TASK OBJECTIVE:
Transcribe each record below word for word.

MATERIALS PROVIDED:

◇ ◇ ◇ ◇

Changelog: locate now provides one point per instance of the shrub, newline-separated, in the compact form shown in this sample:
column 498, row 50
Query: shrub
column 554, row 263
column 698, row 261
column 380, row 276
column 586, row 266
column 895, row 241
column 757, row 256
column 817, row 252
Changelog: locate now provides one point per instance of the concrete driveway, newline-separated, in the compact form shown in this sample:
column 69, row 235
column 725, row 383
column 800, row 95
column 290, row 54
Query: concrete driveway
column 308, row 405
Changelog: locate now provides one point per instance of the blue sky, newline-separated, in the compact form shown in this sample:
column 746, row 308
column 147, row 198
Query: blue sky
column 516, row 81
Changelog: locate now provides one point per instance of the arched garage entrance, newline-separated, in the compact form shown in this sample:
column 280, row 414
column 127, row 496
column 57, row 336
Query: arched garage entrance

◇ ◇ ◇ ◇

THE REPLY:
Changelog: locate now provides one point per instance of the shrub, newline-separated, in the compact form shown in this sample:
column 498, row 50
Query: shrub
column 554, row 263
column 698, row 261
column 380, row 276
column 586, row 266
column 895, row 241
column 757, row 256
column 817, row 252
Changelog: locate now provides one point per instance of the concrete driveway, newline-separated, in the compact form shown in this sample:
column 69, row 235
column 725, row 383
column 800, row 95
column 290, row 54
Query: concrete driveway
column 308, row 405
Changelog: locate now provides one point per instance of the blue sky, newline-separated, in the compact form shown in this sample:
column 746, row 308
column 147, row 198
Query: blue sky
column 516, row 81
Changelog: locate now provides one point per instance of the arched garage entrance, newline-separated, in the compact form shown in this sample:
column 280, row 414
column 127, row 496
column 57, row 336
Query: arched garage entrance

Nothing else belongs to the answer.